*** Data for the task

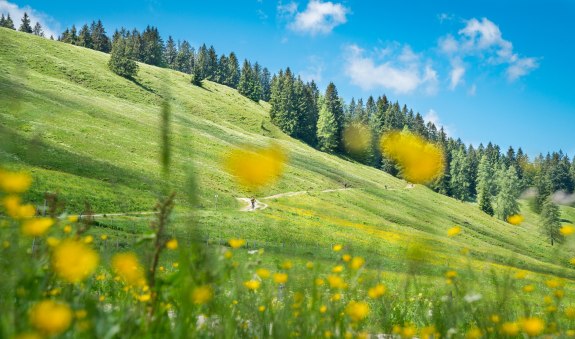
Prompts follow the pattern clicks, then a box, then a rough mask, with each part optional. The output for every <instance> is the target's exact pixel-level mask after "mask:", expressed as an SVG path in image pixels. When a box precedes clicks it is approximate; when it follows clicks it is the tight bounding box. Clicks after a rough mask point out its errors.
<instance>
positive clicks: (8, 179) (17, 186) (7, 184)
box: [0, 169, 32, 194]
mask: <svg viewBox="0 0 575 339" xmlns="http://www.w3.org/2000/svg"><path fill="white" fill-rule="evenodd" d="M31 184H32V177H31V176H30V175H29V174H26V173H23V172H9V171H5V170H2V169H0V190H2V191H4V192H5V193H9V194H10V193H24V192H26V191H27V190H28V188H30V185H31Z"/></svg>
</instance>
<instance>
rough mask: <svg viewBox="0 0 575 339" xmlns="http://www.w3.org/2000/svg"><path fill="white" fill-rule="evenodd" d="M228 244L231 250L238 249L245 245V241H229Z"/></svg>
mask: <svg viewBox="0 0 575 339" xmlns="http://www.w3.org/2000/svg"><path fill="white" fill-rule="evenodd" d="M228 243H229V244H230V246H231V248H240V247H242V246H244V245H245V243H246V241H245V240H243V239H230V240H229V241H228Z"/></svg>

******

#### Exercise prompt:
The line containing "positive clicks: (8, 179) (17, 186) (7, 184)" marks the end: copy exactly every line from the start of the records up to and including it, leaving out the pictures.

#### Exercise solution:
Prompts follow the pattern clicks, then a box, then a rough mask, with each part optional. The output for every <instance> is the target's exact pixel-level mask after "mask:", expressed as an SVG path in image pixels. When a box precedes clicks it is approximate; when it follows clicks it is the tight bounding box. Clicks after a rough mask point out its errors.
<instance>
positive clicks: (8, 179) (17, 186) (7, 184)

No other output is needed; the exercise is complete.